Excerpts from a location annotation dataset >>
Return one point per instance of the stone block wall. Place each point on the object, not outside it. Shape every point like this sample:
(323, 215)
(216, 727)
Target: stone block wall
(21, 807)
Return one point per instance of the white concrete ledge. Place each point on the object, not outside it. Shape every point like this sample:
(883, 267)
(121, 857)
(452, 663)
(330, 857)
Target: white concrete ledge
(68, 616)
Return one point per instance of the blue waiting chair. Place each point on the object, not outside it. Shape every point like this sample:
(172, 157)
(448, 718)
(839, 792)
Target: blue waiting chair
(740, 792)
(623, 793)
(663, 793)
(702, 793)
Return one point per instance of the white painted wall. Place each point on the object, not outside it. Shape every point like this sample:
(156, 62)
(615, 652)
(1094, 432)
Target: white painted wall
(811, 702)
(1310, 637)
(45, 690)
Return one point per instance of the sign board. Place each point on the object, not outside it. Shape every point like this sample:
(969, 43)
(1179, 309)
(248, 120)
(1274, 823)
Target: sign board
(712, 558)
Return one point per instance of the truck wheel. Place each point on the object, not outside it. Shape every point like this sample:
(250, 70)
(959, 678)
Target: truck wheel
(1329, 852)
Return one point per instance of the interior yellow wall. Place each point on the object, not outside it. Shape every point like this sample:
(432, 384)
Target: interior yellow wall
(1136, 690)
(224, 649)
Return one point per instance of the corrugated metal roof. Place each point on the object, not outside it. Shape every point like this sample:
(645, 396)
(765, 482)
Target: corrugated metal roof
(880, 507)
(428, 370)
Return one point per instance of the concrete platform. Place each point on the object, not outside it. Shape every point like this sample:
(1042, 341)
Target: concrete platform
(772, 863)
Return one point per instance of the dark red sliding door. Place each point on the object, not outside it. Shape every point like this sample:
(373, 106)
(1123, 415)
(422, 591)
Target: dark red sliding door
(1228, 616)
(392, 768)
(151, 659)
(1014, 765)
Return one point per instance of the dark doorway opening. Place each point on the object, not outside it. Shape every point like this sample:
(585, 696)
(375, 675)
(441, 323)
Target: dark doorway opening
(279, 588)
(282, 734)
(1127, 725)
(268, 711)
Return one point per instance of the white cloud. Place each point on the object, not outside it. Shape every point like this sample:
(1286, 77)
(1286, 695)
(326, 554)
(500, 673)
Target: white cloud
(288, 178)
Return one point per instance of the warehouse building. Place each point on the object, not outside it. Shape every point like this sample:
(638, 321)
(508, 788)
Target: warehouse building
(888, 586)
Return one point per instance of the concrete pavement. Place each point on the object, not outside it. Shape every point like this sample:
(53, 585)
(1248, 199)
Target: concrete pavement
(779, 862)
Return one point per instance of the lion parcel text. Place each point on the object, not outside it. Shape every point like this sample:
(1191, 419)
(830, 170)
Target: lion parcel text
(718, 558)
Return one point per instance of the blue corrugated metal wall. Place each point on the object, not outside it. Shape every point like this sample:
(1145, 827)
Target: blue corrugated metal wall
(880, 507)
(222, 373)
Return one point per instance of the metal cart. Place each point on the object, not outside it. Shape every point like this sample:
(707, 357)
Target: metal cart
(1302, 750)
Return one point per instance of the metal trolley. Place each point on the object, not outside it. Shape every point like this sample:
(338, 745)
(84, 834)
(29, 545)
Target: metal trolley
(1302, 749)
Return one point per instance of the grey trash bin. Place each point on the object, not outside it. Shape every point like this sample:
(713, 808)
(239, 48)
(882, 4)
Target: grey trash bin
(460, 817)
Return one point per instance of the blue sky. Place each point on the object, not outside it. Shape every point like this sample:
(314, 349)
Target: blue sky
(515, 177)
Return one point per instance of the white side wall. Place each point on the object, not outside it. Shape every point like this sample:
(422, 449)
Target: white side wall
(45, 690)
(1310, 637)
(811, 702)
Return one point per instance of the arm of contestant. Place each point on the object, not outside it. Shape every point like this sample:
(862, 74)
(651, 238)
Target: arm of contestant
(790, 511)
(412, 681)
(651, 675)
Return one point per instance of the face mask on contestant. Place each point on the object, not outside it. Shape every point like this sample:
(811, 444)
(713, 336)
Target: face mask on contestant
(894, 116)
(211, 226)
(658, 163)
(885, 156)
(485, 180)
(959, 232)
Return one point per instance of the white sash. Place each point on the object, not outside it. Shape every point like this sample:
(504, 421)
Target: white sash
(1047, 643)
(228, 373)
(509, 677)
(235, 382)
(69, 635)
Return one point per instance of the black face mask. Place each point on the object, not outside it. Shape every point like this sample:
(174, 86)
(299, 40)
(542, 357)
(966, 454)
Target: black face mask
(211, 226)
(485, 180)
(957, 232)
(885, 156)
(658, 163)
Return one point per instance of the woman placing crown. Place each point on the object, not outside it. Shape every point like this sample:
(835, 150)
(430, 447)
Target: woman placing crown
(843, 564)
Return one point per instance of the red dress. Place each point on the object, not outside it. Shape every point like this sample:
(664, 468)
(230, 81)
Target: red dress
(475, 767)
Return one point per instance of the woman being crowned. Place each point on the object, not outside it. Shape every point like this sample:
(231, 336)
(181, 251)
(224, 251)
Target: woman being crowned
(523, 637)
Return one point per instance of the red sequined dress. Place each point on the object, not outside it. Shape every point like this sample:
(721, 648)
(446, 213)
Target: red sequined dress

DESCRIPTION OF THE TASK >> Print all of the data above again, line for line, with no changes.

COMPLETE ANSWER >>
Return one point per instance of the stone block wall. Place each point on the object, not outside it. Shape every point like this sample:
(323, 215)
(216, 727)
Target: stone block wall
(21, 807)
Return one point per instance of the white concrete ledge. Place each point on the object, not outside it. Shape every point like this sample:
(883, 267)
(121, 857)
(452, 663)
(330, 857)
Target: white concrete ledge
(68, 616)
Return one point per instance of the blue waiting chair. Place each point on the object, not outside it. Shape every point like this sample:
(172, 157)
(448, 718)
(839, 792)
Target: blue waiting chair
(740, 792)
(623, 793)
(663, 793)
(702, 793)
Return one point per instance of the white painted wall. Place each point on the object, not outside it. Shape every point like this sample:
(156, 62)
(615, 652)
(1094, 432)
Target: white painted wall
(811, 702)
(1310, 637)
(45, 690)
Return one point per instance of the sign board. Place each point on the object, not outside it. Shape every point like this sample:
(969, 43)
(1179, 309)
(248, 120)
(1274, 823)
Target: sign board
(712, 558)
Return one point per instance of the truck wheel. Place each point on the object, not outside it. Shape every point like this sample:
(250, 70)
(959, 678)
Target: truck wheel
(1329, 852)
Return one point per instance of the interior yellow wall. Place each point on the object, not outside it. Shape every point like this sample:
(432, 384)
Target: interior yellow wall
(1136, 690)
(224, 649)
Return one point per instance of the corrugated metal roof. Place each point on the object, not outside it. Shape every point like this sample:
(645, 396)
(765, 482)
Target: corrugated metal roof
(880, 507)
(428, 370)
Return one point per instance of the concrete platform. Place each point on the object, not outside it. Shape every point like this sample:
(1042, 341)
Target: concrete platform
(772, 863)
Return one point per instance of the dark red sliding door. Place each point on the object, not outside it. Shape every point like this sample:
(373, 106)
(1123, 415)
(422, 591)
Target: dark red sliding door
(1228, 616)
(392, 768)
(151, 659)
(1014, 765)
Return one point per instance of the dark doorway opening. Place each point on the object, not outside it. Shape every point like this sample:
(585, 696)
(375, 675)
(441, 323)
Target: dark doorway opening
(279, 588)
(282, 734)
(1127, 725)
(268, 711)
Return one point per instance of the white cloud. Place each point on the object, not outside it. Shape every point like this sample:
(1286, 77)
(1286, 695)
(326, 554)
(500, 673)
Target: white cloud
(288, 178)
Return one point per instance of the warehouse building. Place each point on the object, not outside it. Shape every point like this sample:
(638, 321)
(508, 788)
Target: warehouse building
(888, 586)
Return one point per instance of the concrete pavement. Place each point on the object, not outside it. Shape every point like this sample:
(53, 585)
(1248, 199)
Target: concrete pavement
(779, 862)
Return one point per instance of the lion parcel text. Place each point on the object, not outside it. Shape every point like this sample:
(1191, 419)
(830, 170)
Target: lion parcel text
(718, 558)
Return one point per instance of the blue corrugated metal wall. Place each point on the object, not outside it. Shape every point like this sample:
(1145, 827)
Target: blue corrugated metal wall
(880, 507)
(222, 373)
Return one point per instance of the metal cart. Place each point on the object, not outside it. Shape every point like this sample:
(707, 357)
Target: metal cart
(1302, 750)
Return one point per instance of the metal trolley. Place each point on the object, not outside it. Shape every point like this sample:
(338, 745)
(84, 834)
(29, 545)
Target: metal trolley
(1302, 749)
Return one point per instance of the grey trash bin. Place each point on the object, not outside it. Shape every point like this sample:
(713, 808)
(239, 48)
(882, 4)
Target: grey trash bin
(460, 817)
Return one point per instance of the blue sky. Place each point on the object, not outside it. Shape every point like this sample:
(314, 349)
Target: blue sky
(515, 177)
Return one point per instance of the white side wall. Place each point on the object, not outside it. Shape every point like this sample:
(422, 449)
Target: white side wall
(45, 690)
(1310, 637)
(811, 702)
Return one point per instance of the arm of contestant. Place each point on the object, not outside it. Shape every point like this sample:
(862, 74)
(651, 238)
Target: arm of contestant
(790, 511)
(412, 681)
(651, 675)
Return one point per instance of the face mask on contestant. Place each point on the object, not outside it. Shape every point like this sample:
(811, 444)
(713, 336)
Target: face mask on contestant
(894, 116)
(211, 226)
(658, 163)
(885, 156)
(485, 180)
(959, 232)
Return one point per instance of the white sash. Place each point on the object, not outside it. Shape every point like this sample:
(504, 421)
Target: white sash
(1047, 643)
(228, 373)
(509, 677)
(235, 382)
(69, 635)
Return one point per instance of the black face mask. Place each point on the object, not outside it. Shape every point like this sample:
(174, 86)
(299, 40)
(542, 357)
(966, 454)
Target: black face mask
(211, 226)
(485, 180)
(957, 232)
(885, 156)
(658, 163)
Return one point per instance of the woman placing crown. Place each point on the object, not outside it. Shape every point like this sample:
(835, 150)
(430, 447)
Target: woman placing crown
(843, 564)
Return one point per instance of the red dress. Place each point on the object, not outside it. Shape every point like this sample:
(664, 468)
(230, 81)
Target: red dress
(475, 767)
Return one point per instance of the woman being crowned. Place each point on the object, not outside it. Shape every point like this sample:
(231, 336)
(181, 251)
(224, 251)
Target: woman being crowned
(523, 637)
Return one point per instance of the red sequined dress. Place each point on the object, not outside it. Shape every point like this sample:
(721, 648)
(446, 213)
Target: red sequined dress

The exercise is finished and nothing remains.